* _Passage shown_:
*-*-*

Phyllis Bigelow is 90 years old, but she can dance up a storm. She had a stroke in November that hinders her speech slightly, but when you've been dancing for 80 years, the steps come subconsciously. It sure seemed that way.

Bigelow helps her daughter and granddaughter teach ballroom and other forms of dancing on Wednesday nights at Hutchins Street Square in Lodi.

"Look how young she looks," said Lodi resident Patricia Brakke, a student in the class at Hutchins. "It keeps her young." First of all, Bigelow arrived at Hutchins Street Square on Wednesday night wearing an exquisitely formal black dress, earrings, dark nylons and high heels.

That's right — a 90-year-old in high heels. She's very prim and proper that way.

Though daughter Hope Nemie, 51, and granddaughter Gianna Nemie, 17, do the bulk of the instruction, Bigelow will jump up to the dance floor and help a student, especially if she sees a flaw in their style.

She also makes sure that everyone sits and stands with perfect posture. Their shoulders must be erect. She'll get on her children and grandchildren if they don't show perfect posture, and the students at Hutchins know better, too.

Bigelow practices what she preaches. She sits straight up — there is no curve in her back.

Bigelow got into the dancing bug through her father, a musician in his native Italy. As a child in the 1920s, Bigelow would sneak into her older sister's closet, put on her flapper costume and charge her neighbors in Hartford, Conn., a penny to learn the Charleston.

Bigelow's daughter, Hope Nemie, is now in charge of the classes, which cover the fox trot, swing and other traditional ballroom dances. Hope said she walked for the first time when she was 7 months old and danced "The Twist" at 9 months. That's because she observed her mother as an Arthur Murray dance teacher in Sacramento.

"She didn't get me a babysitter," Nemie said. "She took me to the studio."

*-*-*

* _What you should do_:
In the article about Phyllis Bigelow, where do the Wednesday night dance classes take place? Rely only on the article about Phyllis Bigelow for your answer.

*-*-*

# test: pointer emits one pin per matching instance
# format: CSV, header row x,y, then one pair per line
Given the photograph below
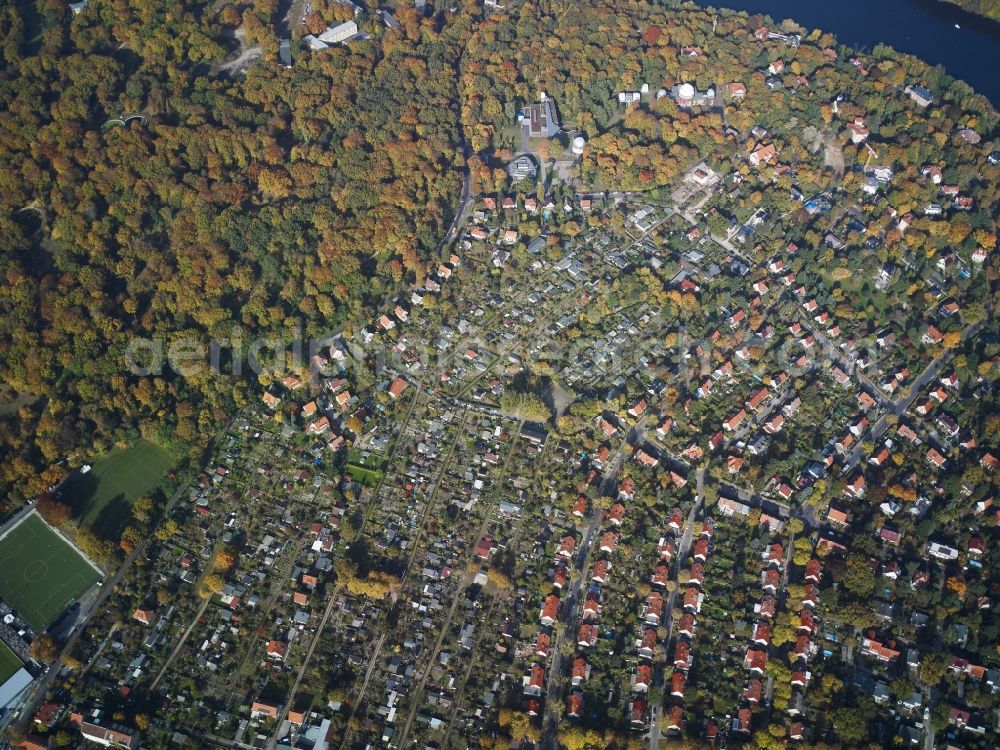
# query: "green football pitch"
x,y
114,482
40,573
9,663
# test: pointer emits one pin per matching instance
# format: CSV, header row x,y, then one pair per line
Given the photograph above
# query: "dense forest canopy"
x,y
262,201
303,196
988,8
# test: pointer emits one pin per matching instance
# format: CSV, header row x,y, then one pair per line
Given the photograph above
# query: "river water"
x,y
924,28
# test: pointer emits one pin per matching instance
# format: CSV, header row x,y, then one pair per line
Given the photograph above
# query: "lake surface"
x,y
925,28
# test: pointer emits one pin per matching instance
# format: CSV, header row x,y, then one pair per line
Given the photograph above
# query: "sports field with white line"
x,y
41,573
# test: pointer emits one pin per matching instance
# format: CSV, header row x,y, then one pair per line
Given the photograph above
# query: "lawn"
x,y
9,663
40,573
101,498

*-*-*

* _Full solution_:
At Hutchins Street Square in Lodi.